- **DESCRIPTION OF THE TASK**: Every record that follows needs to be written out again, exactly.

★ ★ ★

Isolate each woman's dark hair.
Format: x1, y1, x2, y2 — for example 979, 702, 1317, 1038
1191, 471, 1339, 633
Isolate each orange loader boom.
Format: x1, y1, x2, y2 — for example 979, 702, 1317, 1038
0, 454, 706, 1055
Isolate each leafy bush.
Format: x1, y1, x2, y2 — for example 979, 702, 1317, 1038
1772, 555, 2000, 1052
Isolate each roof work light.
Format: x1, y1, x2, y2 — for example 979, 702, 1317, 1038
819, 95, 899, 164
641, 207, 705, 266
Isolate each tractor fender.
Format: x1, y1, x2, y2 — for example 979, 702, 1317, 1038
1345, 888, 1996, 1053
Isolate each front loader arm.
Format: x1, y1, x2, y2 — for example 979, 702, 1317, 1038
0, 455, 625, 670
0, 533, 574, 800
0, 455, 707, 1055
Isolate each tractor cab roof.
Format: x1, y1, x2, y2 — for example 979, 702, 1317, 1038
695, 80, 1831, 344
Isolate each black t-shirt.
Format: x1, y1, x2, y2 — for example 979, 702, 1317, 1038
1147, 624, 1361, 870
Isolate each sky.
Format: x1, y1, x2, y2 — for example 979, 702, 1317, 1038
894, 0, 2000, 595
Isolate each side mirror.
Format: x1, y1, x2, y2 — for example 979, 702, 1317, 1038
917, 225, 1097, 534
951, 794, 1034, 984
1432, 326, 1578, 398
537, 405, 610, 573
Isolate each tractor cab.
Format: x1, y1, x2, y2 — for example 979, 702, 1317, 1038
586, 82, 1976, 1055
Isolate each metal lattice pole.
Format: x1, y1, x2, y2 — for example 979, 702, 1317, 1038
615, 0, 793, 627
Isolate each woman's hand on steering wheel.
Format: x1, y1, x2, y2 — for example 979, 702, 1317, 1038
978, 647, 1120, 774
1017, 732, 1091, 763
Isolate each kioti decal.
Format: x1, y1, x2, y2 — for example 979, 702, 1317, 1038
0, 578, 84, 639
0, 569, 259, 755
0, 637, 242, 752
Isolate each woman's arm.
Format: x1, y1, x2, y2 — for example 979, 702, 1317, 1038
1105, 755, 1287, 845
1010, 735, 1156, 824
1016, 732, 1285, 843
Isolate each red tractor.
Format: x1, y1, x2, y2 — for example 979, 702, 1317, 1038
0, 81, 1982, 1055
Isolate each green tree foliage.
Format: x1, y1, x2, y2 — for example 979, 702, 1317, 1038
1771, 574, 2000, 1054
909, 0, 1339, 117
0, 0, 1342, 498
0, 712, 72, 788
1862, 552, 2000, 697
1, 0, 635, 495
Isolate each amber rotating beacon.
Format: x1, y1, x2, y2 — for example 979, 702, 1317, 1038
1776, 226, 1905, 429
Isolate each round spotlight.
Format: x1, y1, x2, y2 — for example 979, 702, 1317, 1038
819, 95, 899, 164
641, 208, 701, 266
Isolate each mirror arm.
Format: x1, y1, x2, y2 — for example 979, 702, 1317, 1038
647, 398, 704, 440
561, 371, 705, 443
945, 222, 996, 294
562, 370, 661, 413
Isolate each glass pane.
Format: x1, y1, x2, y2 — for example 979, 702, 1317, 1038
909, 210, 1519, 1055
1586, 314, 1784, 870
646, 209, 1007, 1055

★ ★ ★

- **SOLUTION TO THIS PROBLEM**:
Isolate each woman's dark hair.
Format: x1, y1, x2, y2 — for example 979, 702, 1317, 1038
1191, 471, 1339, 633
Isolate each orange loader boom.
Format: x1, y1, x2, y2 — for example 979, 702, 1317, 1038
0, 454, 706, 1055
Isolate each leafy bush.
Format: x1, y1, x2, y2 — for example 979, 702, 1317, 1038
1772, 555, 2000, 1052
Isolate each roof work light.
Format: x1, y1, x2, y2 — for example 979, 702, 1317, 1038
819, 95, 899, 164
641, 207, 705, 266
Isolate each tractor fender.
Format: x1, y1, x2, y2 — for example 979, 702, 1317, 1038
1345, 888, 1996, 1053
Isolate each front loader arm.
Format: x1, y1, x2, y2 — for example 979, 702, 1317, 1038
0, 455, 625, 670
0, 533, 574, 800
0, 455, 707, 1055
Isolate each tractor cab roof.
Format: x1, y1, x2, y2 — for example 979, 702, 1317, 1038
695, 80, 1831, 344
Isolate each black t-shirt.
Format: x1, y1, x2, y2 — for example 979, 702, 1317, 1038
1147, 624, 1361, 870
Isolate each sky.
Format: x1, y1, x2, y2 — for example 979, 702, 1317, 1038
894, 0, 2000, 595
Isolate each side mirror.
Format: x1, y1, x2, y2 — for example 979, 702, 1317, 1038
917, 225, 1097, 534
951, 794, 1034, 984
1432, 326, 1578, 398
537, 405, 610, 573
Isolate each tractor cab.
Format: x1, y1, x2, y2 — for example 979, 702, 1317, 1038
586, 82, 1976, 1055
Isolate each metal lattice pole.
Format: x1, y1, x2, y2 — for example 979, 702, 1317, 1038
615, 0, 793, 627
Isolate each woman's hand on steering wheel.
Format: x1, y1, x2, y2 — for example 979, 702, 1317, 1038
978, 647, 1120, 774
1017, 732, 1091, 763
Isolate each kioti decal.
Format: x1, y1, x2, y2 — for example 979, 702, 1317, 1038
0, 578, 84, 639
0, 569, 259, 755
0, 637, 242, 752
Isolate each woman's arm.
Format: x1, y1, x2, y2 — for example 979, 702, 1317, 1038
1105, 755, 1287, 845
1010, 735, 1156, 824
1016, 732, 1285, 843
Isolate each red tractor.
Format: x1, y1, x2, y2 — for example 979, 702, 1317, 1038
0, 81, 1982, 1055
Isolate each green tree foliage.
Format: x1, y1, x2, y2 — for example 979, 702, 1317, 1038
1771, 574, 2000, 1054
909, 0, 1339, 117
0, 0, 1342, 498
0, 712, 72, 788
1862, 552, 2000, 697
1, 0, 635, 495
Isolate each amber rotating beacon.
Format: x1, y1, x2, y2 — for example 979, 702, 1317, 1038
1776, 226, 1905, 429
Isolate each round spotlight.
Format: x1, y1, x2, y2 — for example 979, 702, 1317, 1038
819, 95, 899, 164
641, 208, 701, 266
Isolate each mirror arm.
Format: x1, y1, x2, y2 — for example 979, 702, 1317, 1038
647, 398, 704, 440
561, 371, 705, 443
945, 222, 996, 294
562, 370, 661, 413
Isolate each glass pane.
Format: x1, y1, x2, y2 — for example 979, 702, 1317, 1038
909, 210, 1519, 1055
1586, 314, 1784, 870
646, 209, 1007, 1055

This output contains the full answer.